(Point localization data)
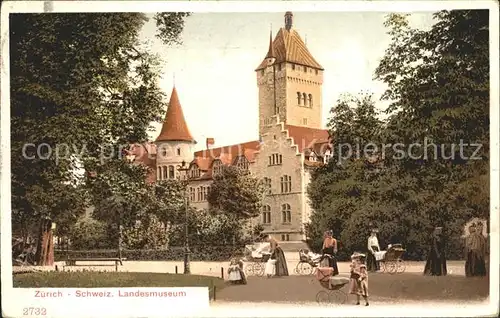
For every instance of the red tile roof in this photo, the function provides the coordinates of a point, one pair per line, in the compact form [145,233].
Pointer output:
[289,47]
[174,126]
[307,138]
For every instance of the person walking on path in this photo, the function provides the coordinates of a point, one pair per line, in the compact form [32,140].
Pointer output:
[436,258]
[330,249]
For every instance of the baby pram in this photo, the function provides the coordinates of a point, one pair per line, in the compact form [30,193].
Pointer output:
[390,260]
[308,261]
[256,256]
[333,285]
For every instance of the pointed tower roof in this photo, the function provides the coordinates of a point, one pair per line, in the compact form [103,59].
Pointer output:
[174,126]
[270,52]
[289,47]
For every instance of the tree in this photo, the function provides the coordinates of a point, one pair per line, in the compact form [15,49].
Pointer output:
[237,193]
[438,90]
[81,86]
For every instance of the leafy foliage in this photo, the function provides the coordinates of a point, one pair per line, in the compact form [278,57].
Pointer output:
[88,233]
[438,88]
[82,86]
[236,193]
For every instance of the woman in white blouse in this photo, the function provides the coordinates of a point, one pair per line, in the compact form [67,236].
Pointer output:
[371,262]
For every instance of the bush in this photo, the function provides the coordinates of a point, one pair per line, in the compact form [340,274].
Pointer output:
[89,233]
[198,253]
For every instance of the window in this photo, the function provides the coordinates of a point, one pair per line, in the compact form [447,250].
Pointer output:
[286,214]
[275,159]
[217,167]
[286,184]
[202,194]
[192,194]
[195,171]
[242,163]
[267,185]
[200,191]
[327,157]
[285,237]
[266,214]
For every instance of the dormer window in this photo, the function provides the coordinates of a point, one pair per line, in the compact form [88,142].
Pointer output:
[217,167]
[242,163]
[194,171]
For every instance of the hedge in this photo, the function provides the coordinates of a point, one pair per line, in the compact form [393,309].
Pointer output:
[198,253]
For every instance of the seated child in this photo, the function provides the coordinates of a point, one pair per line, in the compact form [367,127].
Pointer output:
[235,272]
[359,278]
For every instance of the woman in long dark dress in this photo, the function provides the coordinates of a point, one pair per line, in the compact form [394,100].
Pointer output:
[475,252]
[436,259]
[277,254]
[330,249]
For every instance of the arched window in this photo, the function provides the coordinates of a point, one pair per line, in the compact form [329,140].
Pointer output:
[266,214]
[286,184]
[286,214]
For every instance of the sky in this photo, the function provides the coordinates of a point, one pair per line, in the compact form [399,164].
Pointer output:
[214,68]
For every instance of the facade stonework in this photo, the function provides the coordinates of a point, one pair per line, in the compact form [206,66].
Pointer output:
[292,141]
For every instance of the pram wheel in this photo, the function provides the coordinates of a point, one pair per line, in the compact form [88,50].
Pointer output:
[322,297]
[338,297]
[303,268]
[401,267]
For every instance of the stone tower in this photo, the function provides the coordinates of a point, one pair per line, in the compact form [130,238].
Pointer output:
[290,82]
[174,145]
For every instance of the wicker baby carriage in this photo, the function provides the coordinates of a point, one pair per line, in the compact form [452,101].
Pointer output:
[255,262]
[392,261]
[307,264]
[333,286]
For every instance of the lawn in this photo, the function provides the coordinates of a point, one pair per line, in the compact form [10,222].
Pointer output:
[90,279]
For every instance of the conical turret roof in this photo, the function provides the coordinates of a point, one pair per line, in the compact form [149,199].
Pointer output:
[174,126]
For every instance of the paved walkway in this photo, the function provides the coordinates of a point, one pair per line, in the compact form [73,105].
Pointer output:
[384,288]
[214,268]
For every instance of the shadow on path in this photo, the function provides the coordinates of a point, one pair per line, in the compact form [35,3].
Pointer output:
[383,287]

==

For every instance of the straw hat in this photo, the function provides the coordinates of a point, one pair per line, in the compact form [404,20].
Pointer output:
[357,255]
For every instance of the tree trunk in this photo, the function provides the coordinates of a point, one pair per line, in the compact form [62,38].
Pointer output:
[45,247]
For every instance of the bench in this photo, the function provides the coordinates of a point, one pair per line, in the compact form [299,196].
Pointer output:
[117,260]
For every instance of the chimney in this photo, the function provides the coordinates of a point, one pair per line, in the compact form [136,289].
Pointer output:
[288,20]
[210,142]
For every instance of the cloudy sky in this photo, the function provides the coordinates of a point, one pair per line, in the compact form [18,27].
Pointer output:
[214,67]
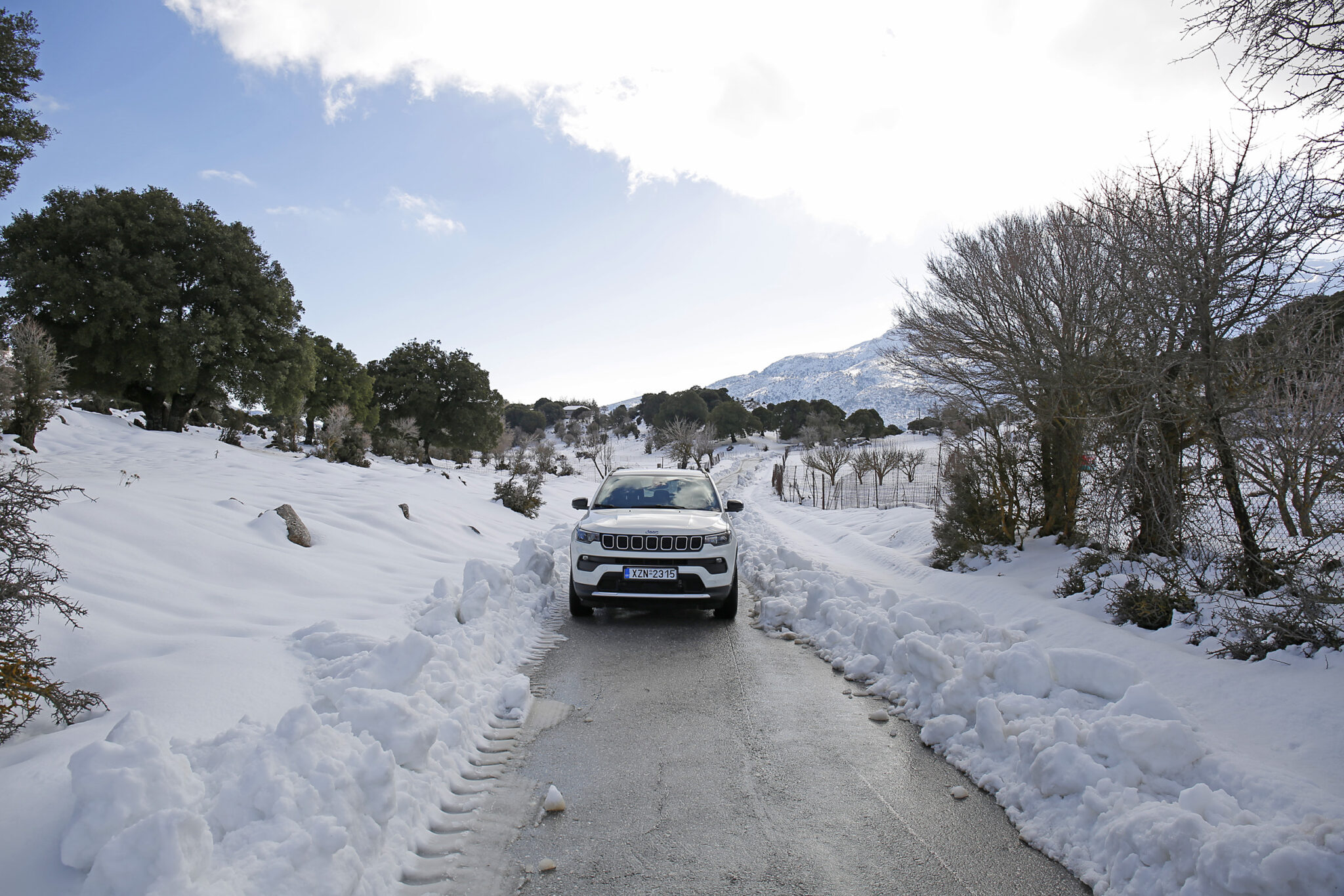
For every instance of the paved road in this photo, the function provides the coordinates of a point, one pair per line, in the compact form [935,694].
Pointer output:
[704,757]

■ Task requirements
When you reach the line holding "For every instance of the stone" in the records above, begin reproducing exactly, stop after the line holding "For every instance of the wicker", and output nothing else.

■ Exercise solution
For every instance of the stone tower in this photo, the function provides the coordinates of a point, one pair per line, in the compact form [130,238].
Pointer output:
[290,82]
[174,145]
For every instance of the wicker baby carriage in this photo, the function provides the coordinates of a point, one pair per line, in the compact form [452,101].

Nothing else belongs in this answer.